Exclude the pictures and retype the entries as written.
[start RECORDS PROVIDED]
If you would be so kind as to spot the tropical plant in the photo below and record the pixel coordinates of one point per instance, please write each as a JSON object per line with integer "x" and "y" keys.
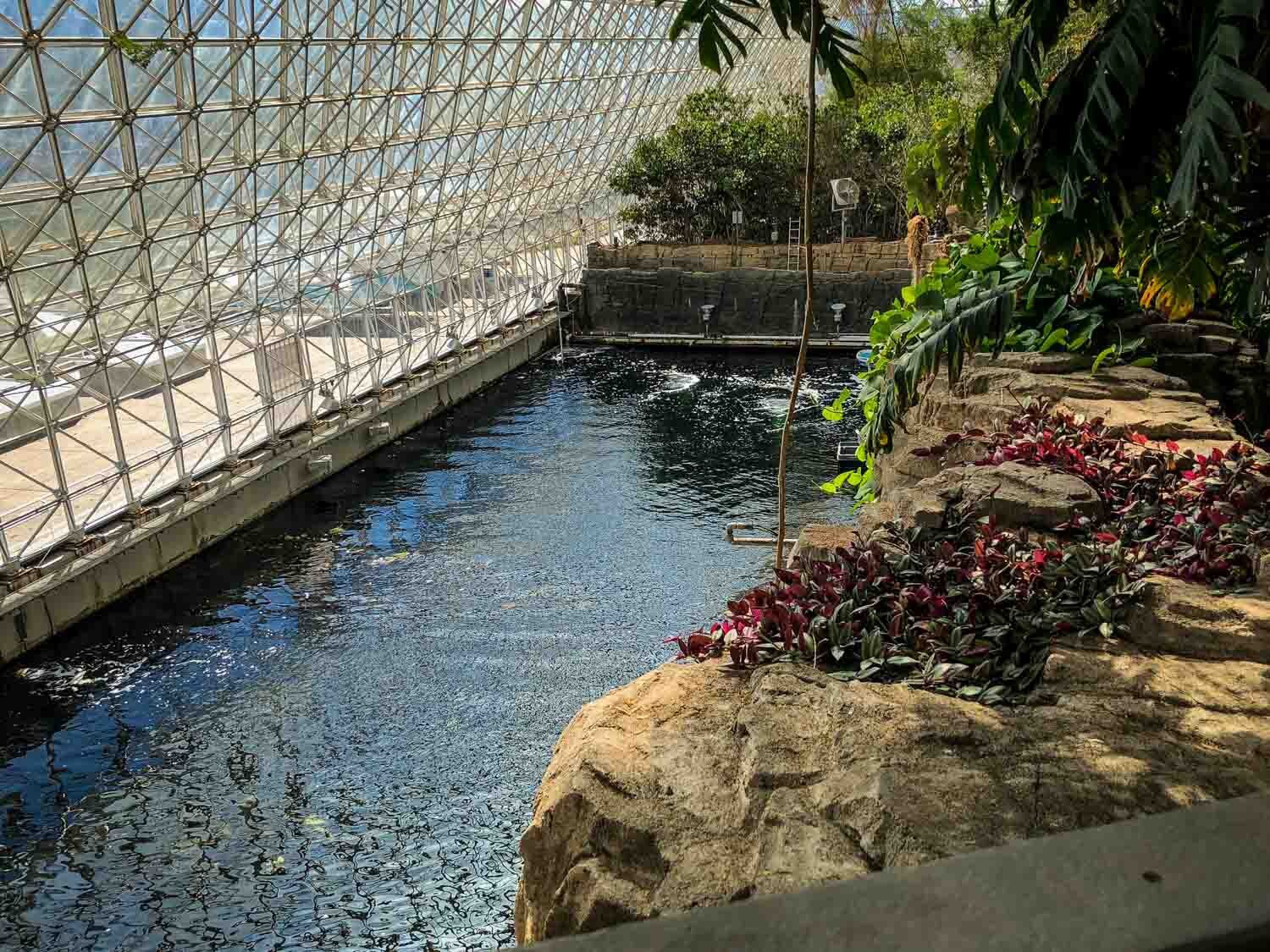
{"x": 835, "y": 50}
{"x": 719, "y": 154}
{"x": 988, "y": 294}
{"x": 1160, "y": 122}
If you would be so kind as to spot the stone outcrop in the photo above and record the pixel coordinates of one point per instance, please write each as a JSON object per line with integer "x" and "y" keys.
{"x": 990, "y": 393}
{"x": 856, "y": 254}
{"x": 746, "y": 300}
{"x": 698, "y": 786}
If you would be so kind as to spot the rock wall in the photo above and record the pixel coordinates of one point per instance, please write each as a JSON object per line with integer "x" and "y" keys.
{"x": 747, "y": 300}
{"x": 698, "y": 786}
{"x": 864, "y": 254}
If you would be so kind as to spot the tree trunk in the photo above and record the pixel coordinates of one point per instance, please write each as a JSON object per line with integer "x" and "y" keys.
{"x": 787, "y": 432}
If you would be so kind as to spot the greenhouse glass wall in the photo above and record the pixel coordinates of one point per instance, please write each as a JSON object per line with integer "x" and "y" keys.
[end RECORDS PROVIDED]
§ **WRITTEN RESPONSE**
If you would be so kind as to spot the tropical plant in the photo below and record the pixel coordinates of one point per instance, please write each as a JSON object per line with integer "x" and "y" keys.
{"x": 835, "y": 50}
{"x": 719, "y": 154}
{"x": 988, "y": 294}
{"x": 1160, "y": 122}
If you would be so kind as to spot the stone outcrop in the photo above and record the pixel coordinates of one point per instance, please write each as a JSON object per line with integer "x" and "y" keys.
{"x": 990, "y": 393}
{"x": 856, "y": 254}
{"x": 746, "y": 300}
{"x": 698, "y": 786}
If you would be so kind as to spot the rock wall in the photo above and record the pixel coordinates of one point per instance, please write each as a JSON object per line with integer "x" and "y" keys.
{"x": 747, "y": 300}
{"x": 698, "y": 786}
{"x": 864, "y": 254}
If you would be so kind as to spot the tree trunk in the photo above and record the pixel coordinates of one point per instance, please write each as a JSON object per line with integer "x" and "y" keys.
{"x": 787, "y": 432}
If you would be so kind as to spot the greenhouse glass wall in the photo above and record the pixel coordinates of one point per instance, please write each as a JSON object per line with integer "x" and "y" keys.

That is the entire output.